_DATA FOR THIS TASK_
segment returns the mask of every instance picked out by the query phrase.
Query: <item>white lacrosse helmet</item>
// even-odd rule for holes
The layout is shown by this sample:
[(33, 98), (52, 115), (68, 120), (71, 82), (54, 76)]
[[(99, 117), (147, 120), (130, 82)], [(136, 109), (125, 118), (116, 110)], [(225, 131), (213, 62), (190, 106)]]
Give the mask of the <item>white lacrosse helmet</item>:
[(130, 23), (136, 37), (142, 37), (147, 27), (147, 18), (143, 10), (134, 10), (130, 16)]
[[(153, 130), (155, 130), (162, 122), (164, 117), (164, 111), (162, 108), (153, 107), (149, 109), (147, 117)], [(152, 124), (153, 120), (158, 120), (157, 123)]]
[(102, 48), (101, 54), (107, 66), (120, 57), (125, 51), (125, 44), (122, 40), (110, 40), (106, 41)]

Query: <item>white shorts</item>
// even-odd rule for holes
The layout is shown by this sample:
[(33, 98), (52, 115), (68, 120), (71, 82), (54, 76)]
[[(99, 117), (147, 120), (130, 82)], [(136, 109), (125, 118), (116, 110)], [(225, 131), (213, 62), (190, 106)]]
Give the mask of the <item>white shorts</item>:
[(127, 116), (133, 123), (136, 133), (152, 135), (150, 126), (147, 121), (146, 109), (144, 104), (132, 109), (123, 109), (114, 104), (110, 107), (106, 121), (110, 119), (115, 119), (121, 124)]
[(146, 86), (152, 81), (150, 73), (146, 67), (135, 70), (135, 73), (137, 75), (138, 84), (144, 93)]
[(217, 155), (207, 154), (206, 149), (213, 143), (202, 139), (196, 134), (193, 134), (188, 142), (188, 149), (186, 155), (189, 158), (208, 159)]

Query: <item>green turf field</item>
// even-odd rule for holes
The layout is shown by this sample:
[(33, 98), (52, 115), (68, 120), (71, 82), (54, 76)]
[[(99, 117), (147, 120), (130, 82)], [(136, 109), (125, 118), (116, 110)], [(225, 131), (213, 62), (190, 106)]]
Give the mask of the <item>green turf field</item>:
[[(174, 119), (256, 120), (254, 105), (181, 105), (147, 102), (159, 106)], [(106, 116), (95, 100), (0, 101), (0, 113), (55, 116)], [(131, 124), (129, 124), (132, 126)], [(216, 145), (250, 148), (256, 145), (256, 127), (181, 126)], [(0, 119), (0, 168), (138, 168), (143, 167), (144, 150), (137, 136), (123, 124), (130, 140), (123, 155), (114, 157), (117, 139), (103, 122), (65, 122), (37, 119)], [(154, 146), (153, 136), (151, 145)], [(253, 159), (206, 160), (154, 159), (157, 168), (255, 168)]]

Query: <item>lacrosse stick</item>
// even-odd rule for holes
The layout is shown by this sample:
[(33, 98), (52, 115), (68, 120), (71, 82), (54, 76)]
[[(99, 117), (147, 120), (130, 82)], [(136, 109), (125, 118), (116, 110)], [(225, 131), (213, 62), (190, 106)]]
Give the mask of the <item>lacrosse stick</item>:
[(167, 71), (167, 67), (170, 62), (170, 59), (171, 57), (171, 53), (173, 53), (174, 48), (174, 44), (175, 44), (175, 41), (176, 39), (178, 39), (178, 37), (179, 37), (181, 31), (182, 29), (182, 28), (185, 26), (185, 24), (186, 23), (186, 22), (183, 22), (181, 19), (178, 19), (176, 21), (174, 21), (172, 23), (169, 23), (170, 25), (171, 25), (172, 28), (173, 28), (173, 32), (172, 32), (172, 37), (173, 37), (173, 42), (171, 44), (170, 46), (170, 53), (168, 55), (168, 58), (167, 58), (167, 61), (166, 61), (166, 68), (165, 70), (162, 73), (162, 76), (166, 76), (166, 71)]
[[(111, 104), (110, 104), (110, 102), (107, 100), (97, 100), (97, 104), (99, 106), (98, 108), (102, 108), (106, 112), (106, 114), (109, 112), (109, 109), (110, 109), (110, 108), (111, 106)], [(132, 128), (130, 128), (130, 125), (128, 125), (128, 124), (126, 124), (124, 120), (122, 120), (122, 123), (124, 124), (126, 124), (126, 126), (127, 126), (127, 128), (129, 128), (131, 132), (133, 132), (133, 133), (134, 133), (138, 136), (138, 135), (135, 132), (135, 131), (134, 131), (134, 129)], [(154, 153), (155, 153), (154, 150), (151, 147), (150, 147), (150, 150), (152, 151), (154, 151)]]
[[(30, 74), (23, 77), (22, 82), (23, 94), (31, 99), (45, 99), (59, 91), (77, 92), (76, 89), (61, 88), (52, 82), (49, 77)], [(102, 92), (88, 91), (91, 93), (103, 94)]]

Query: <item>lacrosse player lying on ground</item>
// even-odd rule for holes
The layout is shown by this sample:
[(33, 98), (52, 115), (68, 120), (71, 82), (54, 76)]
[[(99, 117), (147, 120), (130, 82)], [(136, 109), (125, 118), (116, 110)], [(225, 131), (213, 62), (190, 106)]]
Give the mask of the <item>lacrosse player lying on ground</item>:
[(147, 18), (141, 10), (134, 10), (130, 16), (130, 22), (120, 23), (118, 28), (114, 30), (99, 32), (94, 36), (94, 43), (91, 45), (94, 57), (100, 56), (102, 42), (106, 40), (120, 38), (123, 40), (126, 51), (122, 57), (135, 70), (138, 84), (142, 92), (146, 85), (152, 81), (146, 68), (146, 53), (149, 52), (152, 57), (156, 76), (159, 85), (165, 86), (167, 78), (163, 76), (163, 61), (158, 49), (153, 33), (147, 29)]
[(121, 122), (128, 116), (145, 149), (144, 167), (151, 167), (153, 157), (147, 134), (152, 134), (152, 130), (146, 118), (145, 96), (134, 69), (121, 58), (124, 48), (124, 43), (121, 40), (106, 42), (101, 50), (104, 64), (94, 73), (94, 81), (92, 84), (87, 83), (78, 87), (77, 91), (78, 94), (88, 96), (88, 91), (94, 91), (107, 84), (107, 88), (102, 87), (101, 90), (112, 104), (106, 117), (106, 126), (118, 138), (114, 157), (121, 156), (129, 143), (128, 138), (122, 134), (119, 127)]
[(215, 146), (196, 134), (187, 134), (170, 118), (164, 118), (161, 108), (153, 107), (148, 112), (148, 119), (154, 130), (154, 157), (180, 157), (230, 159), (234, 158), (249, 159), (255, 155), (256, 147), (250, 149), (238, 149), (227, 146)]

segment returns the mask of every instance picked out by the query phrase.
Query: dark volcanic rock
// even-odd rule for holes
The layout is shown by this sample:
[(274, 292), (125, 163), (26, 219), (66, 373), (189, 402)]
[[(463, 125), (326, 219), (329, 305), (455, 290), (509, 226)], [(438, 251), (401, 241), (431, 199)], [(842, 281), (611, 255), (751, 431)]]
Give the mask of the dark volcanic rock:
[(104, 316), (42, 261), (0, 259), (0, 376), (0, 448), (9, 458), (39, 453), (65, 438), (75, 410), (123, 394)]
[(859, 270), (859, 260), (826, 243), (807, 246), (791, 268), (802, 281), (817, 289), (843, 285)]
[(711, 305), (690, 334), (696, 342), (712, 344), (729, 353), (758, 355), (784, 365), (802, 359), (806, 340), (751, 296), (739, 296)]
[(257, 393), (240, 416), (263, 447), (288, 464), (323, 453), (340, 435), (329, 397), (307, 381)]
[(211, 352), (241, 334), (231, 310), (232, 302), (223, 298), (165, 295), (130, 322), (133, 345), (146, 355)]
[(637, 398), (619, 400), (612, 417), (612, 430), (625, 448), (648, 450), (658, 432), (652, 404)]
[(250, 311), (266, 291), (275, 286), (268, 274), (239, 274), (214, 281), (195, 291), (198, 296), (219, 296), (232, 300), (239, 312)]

_TASK TO COMPLETE_
Rescale the material from its start through the line that contains "120), (157, 123)]]", inclusive, and write those lines out again in full. Multiply every point coordinate in the answer outlines by 1.95 and round each to a whole number, with halves rounded up. Leave everything else unchanged.

_RESULT OF THE TASK_
segment returns the mask of every instance picked out by the query phrase.
Query: <item>white lacrosse helmet</item>
// even-odd rule for holes
The layout is shown by this sample:
[(33, 98), (52, 115), (68, 120), (71, 82), (54, 76)]
[[(99, 117), (147, 120), (130, 82)], [(136, 109), (125, 118), (116, 110)], [(225, 131), (213, 62), (190, 106)]]
Give the mask of the <item>white lacrosse helmet</item>:
[(254, 45), (265, 72), (277, 72), (287, 53), (287, 35), (279, 20), (261, 20), (254, 31)]
[[(298, 254), (302, 254), (316, 238), (320, 228), (320, 216), (316, 211), (298, 209), (291, 213), (287, 228)], [(296, 242), (298, 234), (308, 234), (306, 240)]]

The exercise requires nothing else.